AUFGABEN →
[1] Warum haben die Schreibenden laut dem offenen Brief die Form eines offenen Briefs gewählt? Antworte in ein bis drei Sätzen.
[2] Nenne alle Personennamen, die in der Anrede des offenen Briefs vorkommen.
[3] Beantworte zum offenen Brief:
(a) Wo und wann wurde er geschrieben?
(b) Wem wird er zur Kenntnis gegeben?
(c) Wie werden die Verhafteten im Zitronenfalter bezeichnet?

SEITENTEXT →
-------
Berlin, Anfang Juni 2000

Liebe Silke Studzinsky,
die Herren Herzog, Kaleck, Euler und Fresenius,
liebes Berliner Bündnis für Freilassung,
den Gefangenen zur Kenntnis,

wir wenden uns heute mit einem offenen Brief an Euch, weil wir einige Fragen und einige Anregungen zu dem haben, was im Zitronenfalter als die "wegen RZ- Vorwürfen Verhafteten" bezeichnet wird. Wir haben die Form eines Offenen Briefs gewählt, weil wir von vielen Menschen wissen, daß sie ähnliche Fragen und Einwände haben und wir glauben, daß einige davon öffentlich diskutiert werden sollten und schließlich, weil wir Euch nicht persönlich kennen und uns deshalb nur schwer an Euch direkt wenden konnten.
-------
GEGEBENE DATEN →
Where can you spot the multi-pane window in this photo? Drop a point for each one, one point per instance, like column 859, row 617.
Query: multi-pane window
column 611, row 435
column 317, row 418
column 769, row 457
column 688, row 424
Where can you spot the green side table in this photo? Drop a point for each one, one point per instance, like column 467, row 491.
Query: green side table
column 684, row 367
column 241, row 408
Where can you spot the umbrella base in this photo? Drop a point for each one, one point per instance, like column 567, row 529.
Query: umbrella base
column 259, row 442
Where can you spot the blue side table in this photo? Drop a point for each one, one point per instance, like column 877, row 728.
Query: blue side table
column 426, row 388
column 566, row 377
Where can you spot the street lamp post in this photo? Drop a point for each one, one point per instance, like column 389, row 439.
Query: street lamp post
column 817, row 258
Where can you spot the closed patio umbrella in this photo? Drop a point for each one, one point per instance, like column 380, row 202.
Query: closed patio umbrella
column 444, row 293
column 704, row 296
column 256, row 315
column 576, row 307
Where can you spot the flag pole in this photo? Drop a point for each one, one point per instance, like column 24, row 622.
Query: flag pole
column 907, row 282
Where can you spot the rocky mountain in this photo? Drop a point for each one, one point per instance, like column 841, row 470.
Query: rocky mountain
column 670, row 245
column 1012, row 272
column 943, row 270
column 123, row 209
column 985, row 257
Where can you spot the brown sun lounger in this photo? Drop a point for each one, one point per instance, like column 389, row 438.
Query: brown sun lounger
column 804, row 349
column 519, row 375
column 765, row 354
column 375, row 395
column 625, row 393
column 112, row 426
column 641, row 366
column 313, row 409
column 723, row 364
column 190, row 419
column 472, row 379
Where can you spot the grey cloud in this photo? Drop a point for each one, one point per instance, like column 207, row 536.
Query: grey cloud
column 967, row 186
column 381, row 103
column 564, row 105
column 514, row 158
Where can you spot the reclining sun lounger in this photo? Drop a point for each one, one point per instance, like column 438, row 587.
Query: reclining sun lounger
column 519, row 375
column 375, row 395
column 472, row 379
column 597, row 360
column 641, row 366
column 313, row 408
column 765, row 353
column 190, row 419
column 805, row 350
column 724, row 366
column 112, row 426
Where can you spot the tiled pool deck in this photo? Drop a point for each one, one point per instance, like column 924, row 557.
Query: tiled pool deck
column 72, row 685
-------
LÖSUNGEN →
[1] Sie wissen von vielen Menschen, dass diese ähnliche Fragen und Einwände haben, und glauben, dass einige davon öffentlich besprochen werden sollten. Außerdem kennen sie die Angesprochenen nicht persönlich und konnten sich deshalb nur schwer direkt an sie wenden.

[2]
- Silke Studzinsky
- Herzog
- Kaleck
- Euler
- Fresenius

[3]
(a) In Berlin, Anfang Juni 2000.
(b) Den Gefangenen.
(c) Als die "wegen RZ- Vorwürfen Verhafteten".